§ **PROBLEMS TO SOLVE**:
(a) According to the thesis abstract, what was the mean age of the people who participated in the study?
(b) Rewrite the thesis abstract passage that opens with the words "FINDINGS: Four participants" and closes with "of a cancer exercise programme.", substituting "social connection" for "peer support".

SELECTED EXTRACT Start Marker

Experiences of Physical Activity and Exercise in Cancer Patients and Survivors using Te Whare Tapa Whā
27 September 2021
Matapo-Kolisko, M. (2021). Experiences of physical activity and exercise in cancer patients and survivors using Te Whare Tapa Whā. (A thesis submitted for the degree of Master of Applied Science at Otago Polytechnic.) [PDF 2.1 MB]
AIMS: This project aimed to explore the experiences and perspectives of cancer patients and survivors engaging in a cancer exercise programme. The cancer exercise programme was an initiative undertaken by academic staff and post graduate students to increase exercise amongst a cancer community.
METHODS: Data were collected through a literature review, one-on-one interviews and observations. Interviews consisted of semi-structured questions related to experiences of cancer, physical activity (PA), a cancer exercise programme, and the subsequent impact on wellbeing. Observational data were gathered through field notes and informal conversations with the participants. The cornerstones of health described by Te Whare Tapa Whā provided a lens to analyse and interpret the data.
FINDINGS: Four participants from the cancer exercise programme, and a clinician from Otago, New Zealand (mean age 56.8 years) participated in the study. Participants reported that engagement in the cancer exercise programme resulted in peer support and psychological benefits, “…It’s been marvellous. Not only physically, but mentally as well, getting to see people and getting out and socialising…”, [the cancer exercise programme was] “…fun because of everybody else there and being able to see everybody and ask how they’re doing…”. The data demonstrated connections between PA and health across all aspects of wellbeing, described by Te Whare Tapa Whā. The findings demonstrated that Te Whare Tapa Whā principles can be useful when analysing experiences of a cancer exercise programme.

SELECTED EXTRACT End Marker
DATASET EXCERPTS Start Marker

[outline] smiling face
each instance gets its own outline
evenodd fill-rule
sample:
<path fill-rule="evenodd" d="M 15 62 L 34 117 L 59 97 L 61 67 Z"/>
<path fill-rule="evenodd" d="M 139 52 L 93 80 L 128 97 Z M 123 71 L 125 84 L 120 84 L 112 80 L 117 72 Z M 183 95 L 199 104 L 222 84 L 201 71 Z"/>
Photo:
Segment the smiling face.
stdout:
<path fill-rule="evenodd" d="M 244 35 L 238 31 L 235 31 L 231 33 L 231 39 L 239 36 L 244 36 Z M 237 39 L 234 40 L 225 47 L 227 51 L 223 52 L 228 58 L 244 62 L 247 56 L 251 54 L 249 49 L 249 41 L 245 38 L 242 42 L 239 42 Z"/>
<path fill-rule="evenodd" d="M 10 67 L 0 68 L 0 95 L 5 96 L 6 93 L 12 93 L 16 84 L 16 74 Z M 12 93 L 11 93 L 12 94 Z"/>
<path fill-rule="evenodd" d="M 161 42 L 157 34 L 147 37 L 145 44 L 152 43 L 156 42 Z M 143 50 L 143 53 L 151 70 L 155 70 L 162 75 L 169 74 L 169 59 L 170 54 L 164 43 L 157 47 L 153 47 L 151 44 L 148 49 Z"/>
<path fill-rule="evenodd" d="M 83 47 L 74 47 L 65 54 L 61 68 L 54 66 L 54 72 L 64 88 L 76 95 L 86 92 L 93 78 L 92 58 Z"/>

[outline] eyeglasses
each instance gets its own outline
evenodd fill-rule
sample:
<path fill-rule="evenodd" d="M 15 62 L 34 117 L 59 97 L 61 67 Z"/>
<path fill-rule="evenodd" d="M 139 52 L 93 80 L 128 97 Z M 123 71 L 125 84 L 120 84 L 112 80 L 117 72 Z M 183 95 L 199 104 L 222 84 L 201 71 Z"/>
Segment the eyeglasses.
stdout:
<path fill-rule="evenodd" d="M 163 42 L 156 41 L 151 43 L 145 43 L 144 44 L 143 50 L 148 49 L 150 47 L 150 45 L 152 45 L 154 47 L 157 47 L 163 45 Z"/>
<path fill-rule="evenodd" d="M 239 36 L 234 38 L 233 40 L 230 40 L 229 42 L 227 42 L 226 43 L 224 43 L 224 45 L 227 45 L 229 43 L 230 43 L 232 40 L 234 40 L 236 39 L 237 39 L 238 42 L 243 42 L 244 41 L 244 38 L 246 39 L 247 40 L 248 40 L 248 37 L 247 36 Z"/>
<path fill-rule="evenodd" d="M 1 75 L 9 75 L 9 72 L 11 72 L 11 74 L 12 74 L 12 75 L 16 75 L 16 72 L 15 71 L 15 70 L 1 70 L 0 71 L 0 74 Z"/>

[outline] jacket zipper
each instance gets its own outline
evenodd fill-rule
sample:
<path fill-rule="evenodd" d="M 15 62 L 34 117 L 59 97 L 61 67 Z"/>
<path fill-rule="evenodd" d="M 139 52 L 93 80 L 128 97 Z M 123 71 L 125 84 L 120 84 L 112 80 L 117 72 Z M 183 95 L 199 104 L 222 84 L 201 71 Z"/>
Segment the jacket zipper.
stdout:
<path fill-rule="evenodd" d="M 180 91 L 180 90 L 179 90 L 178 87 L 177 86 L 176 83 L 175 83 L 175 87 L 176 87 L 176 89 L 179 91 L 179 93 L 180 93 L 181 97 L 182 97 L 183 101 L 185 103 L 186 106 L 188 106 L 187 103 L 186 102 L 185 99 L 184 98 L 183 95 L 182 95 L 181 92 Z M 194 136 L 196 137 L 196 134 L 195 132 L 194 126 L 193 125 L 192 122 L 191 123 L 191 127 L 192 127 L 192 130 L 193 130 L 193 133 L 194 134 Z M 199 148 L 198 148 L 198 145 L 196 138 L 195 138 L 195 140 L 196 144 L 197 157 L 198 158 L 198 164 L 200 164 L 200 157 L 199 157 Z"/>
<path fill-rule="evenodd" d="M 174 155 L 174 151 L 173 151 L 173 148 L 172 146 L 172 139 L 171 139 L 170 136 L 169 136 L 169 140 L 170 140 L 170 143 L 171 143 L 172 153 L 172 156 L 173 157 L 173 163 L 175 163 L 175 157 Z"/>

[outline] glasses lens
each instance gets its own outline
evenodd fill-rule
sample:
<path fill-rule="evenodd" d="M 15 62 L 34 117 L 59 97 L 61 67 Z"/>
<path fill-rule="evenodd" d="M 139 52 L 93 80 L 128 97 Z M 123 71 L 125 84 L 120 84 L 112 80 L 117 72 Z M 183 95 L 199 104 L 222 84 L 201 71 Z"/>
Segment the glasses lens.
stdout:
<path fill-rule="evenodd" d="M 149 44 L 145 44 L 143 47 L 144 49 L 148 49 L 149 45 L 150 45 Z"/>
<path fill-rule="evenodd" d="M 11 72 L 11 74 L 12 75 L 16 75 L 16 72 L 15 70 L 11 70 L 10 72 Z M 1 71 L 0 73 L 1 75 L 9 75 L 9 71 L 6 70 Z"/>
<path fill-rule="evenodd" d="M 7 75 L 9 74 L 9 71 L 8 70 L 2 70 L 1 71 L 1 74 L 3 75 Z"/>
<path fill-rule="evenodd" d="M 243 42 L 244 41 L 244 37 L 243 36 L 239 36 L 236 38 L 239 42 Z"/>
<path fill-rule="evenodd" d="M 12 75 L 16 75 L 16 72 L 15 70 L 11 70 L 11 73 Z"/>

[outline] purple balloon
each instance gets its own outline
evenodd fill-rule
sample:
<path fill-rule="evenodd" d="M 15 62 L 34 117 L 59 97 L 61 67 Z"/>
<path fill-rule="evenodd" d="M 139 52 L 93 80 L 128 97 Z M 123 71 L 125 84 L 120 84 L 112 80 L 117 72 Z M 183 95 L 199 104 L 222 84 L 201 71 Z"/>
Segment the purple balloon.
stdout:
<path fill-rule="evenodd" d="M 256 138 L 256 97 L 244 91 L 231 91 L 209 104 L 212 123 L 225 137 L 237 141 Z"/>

DATASET EXCERPTS End Marker

§ **SOLUTION LIST**:
(a) 56.8 years

(b)
FINDINGS: Four participants from the cancer exercise programme, and a clinician from Otago, New Zealand (mean age 56.8 years) participated in the study. Participants reported that engagement in the cancer exercise programme resulted in social connection and psychological benefits, “…It’s been marvellous. Not only physically, but mentally as well, getting to see people and getting out and socialising…”, [the cancer exercise programme was] “…fun because of everybody else there and being able to see everybody and ask how they’re doing…”. The data demonstrated connections between PA and health across all aspects of wellbeing, described by Te Whare Tapa Whā. The findings demonstrated that Te Whare Tapa Whā principles can be useful when analysing experiences of a cancer exercise programme.